§ **PASSAGE GIVEN**:
::::::::
Based on this quantification, samples containing a higher fraction of heat-labile INPs show values close to 1, while samples containing a lower fraction show values close to 0. Respective results are discussed in Sect. 3.4.

2.2.8 Back-trajectory calculations, satellite remote sensing data and meteorological parameters

In order to locate potential INP sources, the HYbrid Single-Particle Lagrangian Integrated Trajectory (HYSPLIT; Stein et al., 2015) model was used to calculate 5 d air mass backward trajectories for selected times. GDAS1 (Global Data Assimilation System; 1^∘ latitude/longitude; 3-hourly) meteorological fields from the National Centers for Environmental Prediction (NCEP) were used as input data of the back-trajectory calculation. Trajectories were initiated at the coordinates of VRS ($\mathrm{81}{}^{\circ }{\mathrm{36}}^{\prime }$ N, $\mathrm{16}{}^{\circ }{\mathrm{40}}^{\prime }$ W) 50 m above ground level every 3 h. This low starting height is justified by an almost constant inversion height at about 100 m and another about 230 m (Gryning et al., 2022).

Sea-ice concentration maps along the path of the back trajectories were derived from the ASI sea-ice concentration product from the University of Bremen (available at https://data.seaice.uni-bremen.de/amsr2/asi_daygrid_swath/n6250/, last access: 30 April 2022; Spreen et al., 2008). The daily sea-ice concentration maps have a grid resolution of 6.25 km.

Meteorological parameters such as wind direction, wind speed, relative humidity, surface temperature, pressure, radiation and snow depth are measured continuously at VRS (available at https://villumresearchstation.dk/data, last access: 1 June 2022). The snow depth was studied and used to distinguish between months with differing snow cover (see Sect. 3.1 and 3.4). All aforementioned meteorological parameters were investigated in a case study (See Sect. 3.5). In addition, high, medium, low and total cloud cover; cloud base and boundary layer height; total column cloud liquid and ice water content; and total precipitation were retrieved from ERA5 reanalysis (Hersbach et al., 2018). Data were then linearly interpolated to the coordinates of VRS and are discussed in the same section.
::::::::
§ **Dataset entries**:
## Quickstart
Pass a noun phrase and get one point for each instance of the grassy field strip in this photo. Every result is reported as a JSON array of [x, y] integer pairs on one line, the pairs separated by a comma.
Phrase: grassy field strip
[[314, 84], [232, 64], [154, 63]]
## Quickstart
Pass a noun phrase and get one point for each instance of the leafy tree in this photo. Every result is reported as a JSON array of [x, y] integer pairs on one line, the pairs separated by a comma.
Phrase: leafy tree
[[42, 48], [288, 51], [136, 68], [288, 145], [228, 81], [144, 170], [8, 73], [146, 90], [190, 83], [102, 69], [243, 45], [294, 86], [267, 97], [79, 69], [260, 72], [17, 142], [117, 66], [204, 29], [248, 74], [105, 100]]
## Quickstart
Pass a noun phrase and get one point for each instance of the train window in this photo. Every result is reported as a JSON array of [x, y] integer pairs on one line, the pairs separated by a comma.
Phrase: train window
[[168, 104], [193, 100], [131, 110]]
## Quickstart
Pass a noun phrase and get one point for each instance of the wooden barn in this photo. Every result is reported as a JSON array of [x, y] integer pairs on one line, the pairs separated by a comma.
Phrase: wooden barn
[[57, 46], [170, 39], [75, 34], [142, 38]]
::::::::
§ **EXERCISE REQUIREMENTS**:
[a] Can you retype everything in the passage on back trajectories and meteorological data from "2.2.8 Back-trajectory calculations, satellite" down to "230 m (Gryning et al., 2022)."?
[b] In the passage on back trajectories and meteorological data, could you recast the paragraph starting "In order to locate potential INP sources" as a short list that keeps its main facts?

§ **WRITTEN ANSWERS**:
[a]
2.2.8 Back-trajectory calculations, satellite remote sensing data and meteorological parameters

In order to locate potential INP sources, the HYbrid Single-Particle Lagrangian Integrated Trajectory (HYSPLIT; Stein et al., 2015) model was used to calculate 5 d air mass backward trajectories for selected times. GDAS1 (Global Data Assimilation System; 1^∘ latitude/longitude; 3-hourly) meteorological fields from the National Centers for Environmental Prediction (NCEP) were used as input data of the back-trajectory calculation. Trajectories were initiated at the coordinates of VRS ($\mathrm{81}{}^{\circ }{\mathrm{36}}^{\prime }$ N, $\mathrm{16}{}^{\circ }{\mathrm{40}}^{\prime }$ W) 50 m above ground level every 3 h. This low starting height is justified by an almost constant inversion height at about 100 m and another about 230 m (Gryning et al., 2022).

[b]
- Purpose: locate potential INP sources.
- Model: HYSPLIT (Stein et al., 2015), used to calculate 5 d air mass backward trajectories for selected times.
- Input data: GDAS1 meteorological fields from NCEP (1° latitude/longitude, 3-hourly).
- Starting point: the coordinates of VRS (81°36′ N, 16°40′ W), 50 m above ground level, every 3 h.
- Reason for the low starting height: an almost constant inversion height at about 100 m and another at about 230 m (Gryning et al., 2022).